Problem details =>
Copy every one of the records below verbatim, preserving each line without any alteration.

Stored items from a collection =>

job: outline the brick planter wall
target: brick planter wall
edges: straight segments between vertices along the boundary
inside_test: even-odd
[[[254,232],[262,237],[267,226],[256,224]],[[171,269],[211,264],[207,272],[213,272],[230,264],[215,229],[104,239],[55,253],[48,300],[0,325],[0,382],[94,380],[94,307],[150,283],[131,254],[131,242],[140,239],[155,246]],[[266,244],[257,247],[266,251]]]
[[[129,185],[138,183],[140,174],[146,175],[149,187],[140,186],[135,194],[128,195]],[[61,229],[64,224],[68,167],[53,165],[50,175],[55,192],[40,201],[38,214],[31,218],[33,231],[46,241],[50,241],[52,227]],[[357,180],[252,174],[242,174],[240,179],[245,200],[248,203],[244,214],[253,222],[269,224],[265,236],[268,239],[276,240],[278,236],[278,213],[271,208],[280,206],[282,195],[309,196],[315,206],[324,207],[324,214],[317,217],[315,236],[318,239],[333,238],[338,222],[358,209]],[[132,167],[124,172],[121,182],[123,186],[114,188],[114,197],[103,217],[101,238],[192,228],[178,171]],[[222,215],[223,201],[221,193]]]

Result of the exercise =>
job: outline the brick planter wall
target: brick planter wall
edges: straight segments between vertices along the boundary
inside_test: even-odd
[[[254,232],[262,237],[267,226],[256,224]],[[171,269],[211,264],[207,272],[213,272],[230,264],[215,229],[104,239],[55,253],[48,300],[0,325],[0,382],[94,380],[94,307],[150,283],[131,254],[131,242],[140,239],[155,246]],[[266,244],[257,247],[266,251]]]
[[[129,185],[138,183],[140,174],[146,175],[149,187],[140,186],[135,194],[128,195]],[[61,229],[64,224],[68,167],[53,165],[50,175],[55,192],[40,201],[38,214],[31,218],[33,231],[46,241],[50,241],[52,227]],[[357,180],[252,174],[242,174],[240,179],[245,200],[248,203],[244,214],[253,222],[269,224],[265,236],[268,239],[276,240],[278,236],[278,213],[271,208],[280,206],[282,195],[309,196],[315,206],[324,207],[324,214],[317,217],[315,236],[318,239],[333,238],[338,222],[358,209]],[[132,167],[124,172],[121,182],[123,186],[114,188],[114,197],[103,217],[101,238],[192,228],[178,171]],[[222,215],[223,201],[221,193]]]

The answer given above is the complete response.